▶ **PROBLEM TO WORK ON**
Starting with the line that contains "Identify the white" and going on through the end of the records below, write those lines out again with "wooden bench" changed to "picnic table" and nothing else altered.

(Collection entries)

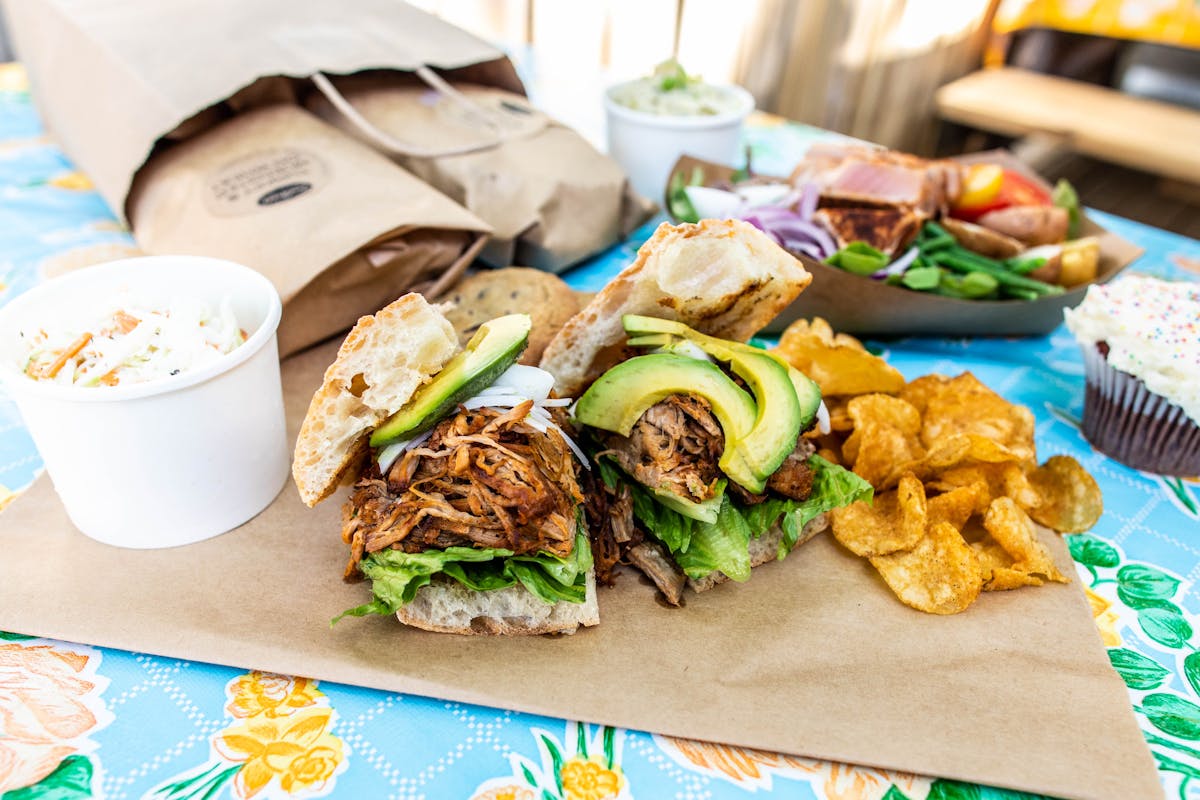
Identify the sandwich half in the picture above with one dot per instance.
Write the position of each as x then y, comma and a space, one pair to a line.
466, 509
703, 470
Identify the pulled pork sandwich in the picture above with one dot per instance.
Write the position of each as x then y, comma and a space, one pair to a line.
466, 512
702, 469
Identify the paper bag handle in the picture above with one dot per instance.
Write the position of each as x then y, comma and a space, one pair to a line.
389, 144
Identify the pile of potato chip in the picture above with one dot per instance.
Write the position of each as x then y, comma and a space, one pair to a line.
955, 476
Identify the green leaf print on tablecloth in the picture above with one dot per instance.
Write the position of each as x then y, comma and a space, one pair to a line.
1173, 715
1137, 671
70, 781
1139, 611
1090, 551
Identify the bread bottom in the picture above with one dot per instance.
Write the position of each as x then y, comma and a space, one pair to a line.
445, 606
762, 549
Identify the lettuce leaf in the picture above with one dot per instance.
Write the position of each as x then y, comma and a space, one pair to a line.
723, 546
700, 548
396, 576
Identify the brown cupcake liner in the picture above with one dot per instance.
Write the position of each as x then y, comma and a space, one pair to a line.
1133, 425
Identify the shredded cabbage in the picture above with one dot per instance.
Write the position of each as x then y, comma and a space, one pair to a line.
133, 342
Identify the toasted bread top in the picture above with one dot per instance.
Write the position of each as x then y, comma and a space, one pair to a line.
382, 362
725, 278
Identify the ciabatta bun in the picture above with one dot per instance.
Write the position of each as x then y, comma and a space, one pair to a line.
445, 606
725, 278
384, 359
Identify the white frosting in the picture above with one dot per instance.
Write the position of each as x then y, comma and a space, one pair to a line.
1152, 329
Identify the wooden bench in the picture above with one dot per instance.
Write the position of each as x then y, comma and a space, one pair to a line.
1092, 120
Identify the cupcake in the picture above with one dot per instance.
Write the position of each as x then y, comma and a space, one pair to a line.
1141, 354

▶ **RESULT OF THE EXERCISE**
Identify the white frosting in the picture above with one dot per instance.
Write the position of each as x then y, comma and a space, one pair to a line.
1152, 329
Identify the picnic table in the picture above with one dot per instance.
Write the position of each as x then y, comma and a space, one pair to a line.
1092, 120
Identify the cupcake in the picture above with one dot per instance.
Write the position of each as x then y, comma and a space, one pair to a line.
1141, 354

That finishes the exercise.